Exercise requirements.
Copy out the listing that follows, exactly, without its pictures.

Record set.

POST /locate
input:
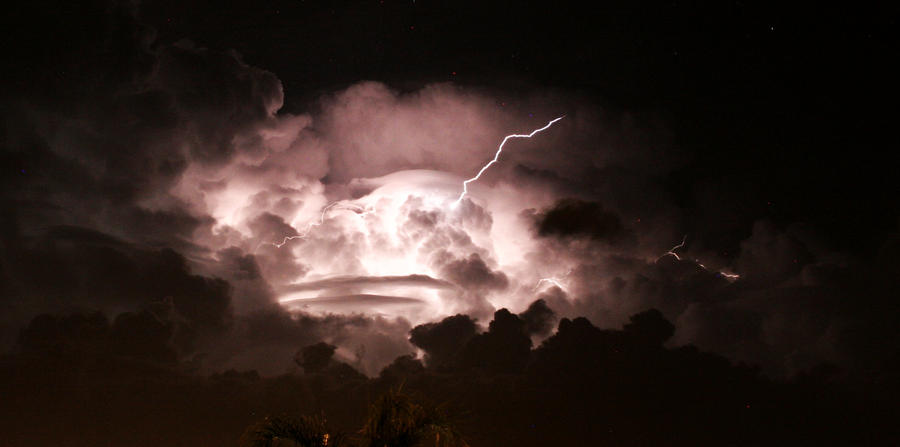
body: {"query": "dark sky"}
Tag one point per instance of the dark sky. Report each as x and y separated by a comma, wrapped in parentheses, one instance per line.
(153, 153)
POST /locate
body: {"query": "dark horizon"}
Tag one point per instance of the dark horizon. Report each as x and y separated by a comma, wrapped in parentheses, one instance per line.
(199, 197)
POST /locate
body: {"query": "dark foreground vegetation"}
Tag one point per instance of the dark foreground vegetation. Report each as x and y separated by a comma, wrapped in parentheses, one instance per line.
(72, 384)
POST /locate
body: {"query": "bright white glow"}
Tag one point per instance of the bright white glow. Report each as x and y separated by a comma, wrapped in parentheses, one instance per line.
(552, 281)
(671, 252)
(497, 156)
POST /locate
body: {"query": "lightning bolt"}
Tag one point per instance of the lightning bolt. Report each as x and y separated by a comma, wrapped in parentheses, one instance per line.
(360, 211)
(497, 156)
(671, 252)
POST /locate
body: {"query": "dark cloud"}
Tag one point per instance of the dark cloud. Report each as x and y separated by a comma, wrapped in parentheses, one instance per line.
(443, 341)
(538, 318)
(474, 273)
(577, 218)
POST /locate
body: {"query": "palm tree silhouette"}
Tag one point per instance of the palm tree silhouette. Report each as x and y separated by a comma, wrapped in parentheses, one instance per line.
(305, 431)
(395, 420)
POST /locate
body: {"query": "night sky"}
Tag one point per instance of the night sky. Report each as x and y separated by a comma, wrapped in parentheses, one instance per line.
(214, 213)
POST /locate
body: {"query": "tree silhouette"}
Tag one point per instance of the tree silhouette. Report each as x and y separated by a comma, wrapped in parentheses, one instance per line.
(395, 420)
(305, 431)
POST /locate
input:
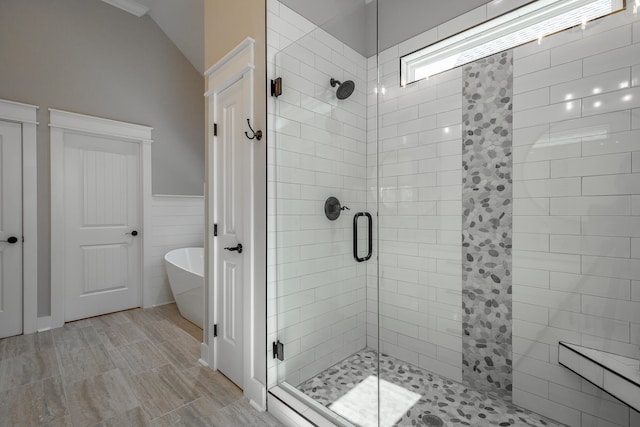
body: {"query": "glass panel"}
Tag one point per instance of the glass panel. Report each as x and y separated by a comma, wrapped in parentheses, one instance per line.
(323, 183)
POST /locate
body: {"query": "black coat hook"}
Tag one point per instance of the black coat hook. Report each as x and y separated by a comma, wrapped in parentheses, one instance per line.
(256, 135)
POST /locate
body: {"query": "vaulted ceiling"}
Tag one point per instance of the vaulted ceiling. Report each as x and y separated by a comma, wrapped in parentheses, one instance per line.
(181, 20)
(353, 21)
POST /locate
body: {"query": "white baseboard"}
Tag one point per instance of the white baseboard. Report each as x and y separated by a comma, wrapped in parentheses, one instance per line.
(204, 354)
(44, 323)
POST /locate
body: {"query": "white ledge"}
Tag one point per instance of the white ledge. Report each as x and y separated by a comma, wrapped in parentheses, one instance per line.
(617, 375)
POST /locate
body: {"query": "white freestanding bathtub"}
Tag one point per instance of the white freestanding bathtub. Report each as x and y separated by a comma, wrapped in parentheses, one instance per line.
(185, 268)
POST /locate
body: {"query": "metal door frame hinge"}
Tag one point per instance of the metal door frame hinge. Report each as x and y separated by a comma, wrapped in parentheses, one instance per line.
(276, 87)
(278, 350)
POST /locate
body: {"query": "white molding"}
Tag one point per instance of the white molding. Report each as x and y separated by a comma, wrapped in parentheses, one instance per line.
(232, 67)
(204, 354)
(18, 112)
(43, 323)
(99, 126)
(25, 114)
(62, 122)
(236, 65)
(178, 196)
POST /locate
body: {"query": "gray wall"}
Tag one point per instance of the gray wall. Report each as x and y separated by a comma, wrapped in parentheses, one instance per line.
(88, 57)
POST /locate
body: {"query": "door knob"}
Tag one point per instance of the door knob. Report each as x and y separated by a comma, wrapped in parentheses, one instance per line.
(236, 248)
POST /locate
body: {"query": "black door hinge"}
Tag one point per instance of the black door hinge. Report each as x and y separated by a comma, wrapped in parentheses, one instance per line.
(278, 350)
(276, 87)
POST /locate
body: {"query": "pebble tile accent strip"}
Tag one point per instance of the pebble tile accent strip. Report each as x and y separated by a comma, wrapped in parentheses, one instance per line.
(487, 215)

Output of the exercise.
POST /locate
input:
body: {"query": "dark sky"}
Tag one point per instance of the dark sky. Report each as x and y separated by a comma, wrapped in parentheses, one instance per line.
(153, 153)
POST /locate
body: {"query": "dark horizon"}
Tag one point per instance of the dark horizon. Report each as x and y separated by a comma, wrapped in parentheses, one instance per line.
(199, 197)
POST /locate
body: {"query": "dark foreground vegetation"}
Tag one point per instance of the dark foreground vegetation. Report each as x and y separated by a comma, wrapped in parentheses, one instance per line.
(72, 384)
POST /locate
body: {"query": "bright white glow"}
Tag one point per instance of the bright white glow. Report each as x and y separated by a comma, wrapped in parentheses, one instance per line.
(552, 281)
(671, 252)
(497, 156)
POST /locate
body: {"query": "lightning bolt"}
Tag one point per instance of the lightning bolt. Report each as x and y separated by a comma, wrapped in parentheses, one instance per line.
(360, 211)
(497, 156)
(671, 252)
POST /locate
body: {"query": "dark cloud"}
Tag one point per instance of the dark cloud. Report each as x and y separated by a comma, wrapped in parentheses, one instance per line.
(443, 341)
(538, 318)
(474, 273)
(577, 218)
POST /locate
body: {"query": "palm tree silhouette"}
Tag one point per instance of the palm tree silhouette. Report each as x and y separated by a comma, wrapped in parentheses, one instance per line.
(305, 431)
(395, 420)
POST /locate
body: {"query": "night sky"}
Tag one point per instance of the night sky. Report each as x and y separated by a comma, wrapped in parentheses, one instance per line.
(214, 213)
POST /locate
body: {"query": "tree silhouette"}
Tag one point per instance of the tree silhouette. Report each as x and y separated by a comma, wrapped in parentheses, one instance per line.
(395, 420)
(305, 431)
POST /locate
input:
body: {"query": "glass panel"}
Tag one point per instance of the glass panel. Report each as x and y separated by a comma, wrapped in parentheses, one instance per line.
(323, 183)
POST /locate
body: {"query": "black coat hook"}
Tag one point per instance of the black coat hook. Report each as x and y separated by a comma, wrapped in parentheses, one instance per line.
(256, 135)
POST /locate
body: {"query": "vaulted ceiling"}
Tag one point per instance of the vaulted ceiling. Report each as x and y separated by a comma, wrapped in parentheses, one instance per line.
(181, 20)
(353, 21)
POST /locate
body: {"query": "white baseboard"}
Tag one point per instance of the white baseboard. Report each as x and y separated by a comma, wrapped in parentheses, one instance per line.
(204, 354)
(44, 323)
POST /locate
body: {"query": "white ledge"}
Tag one point per instance of the white ledge. Report each as x and y separated by a comma, wrapped in parentheses, one instance per line.
(617, 375)
POST /locate
body: {"query": "white freestanding bathtub"}
Tag one point per instance of the white freestanding bathtub. Report each as x and y separated by a comma, wrapped in parentheses, one instance per line.
(185, 268)
POST /locate
body: {"query": "metal door frame hinge"}
Tag one point per instance of the metal door frame hinge. Report each as x and y separated by a comma, wrapped in parentheses, one instance per line.
(276, 87)
(278, 350)
POST /locate
body: {"query": "white molding"}
Tag one point per instance of the white molding. Report each as x and y separated by a comma, wrapped in parentheses, one instance per line.
(232, 67)
(204, 354)
(18, 112)
(43, 323)
(99, 126)
(25, 114)
(62, 122)
(236, 65)
(178, 196)
POST /locate
body: {"query": "gray wall"}
Tag one point per instance of the gray wall. Report each as x and y separated by a comma, wrapped in parentheses, one instance per line.
(88, 57)
POST /locate
body: {"query": "door knob"}
Tag one point per instance of the door knob. Report each as x and y separated by a comma, wrapped in parentheses, one instance per line.
(236, 248)
POST /locate
body: {"query": "black door hinge"}
Tag one point per instance of the black door hinge. Report each as x and y separated by a comma, wrapped in parentheses, one instance per line.
(278, 350)
(276, 87)
POST /locate
body: {"query": "pebble tile accent strip"}
Tag one point per instance of the pebble tile accent strip. Report each as x and y separated by a comma, wrapped in parentheses, one instance per line.
(487, 215)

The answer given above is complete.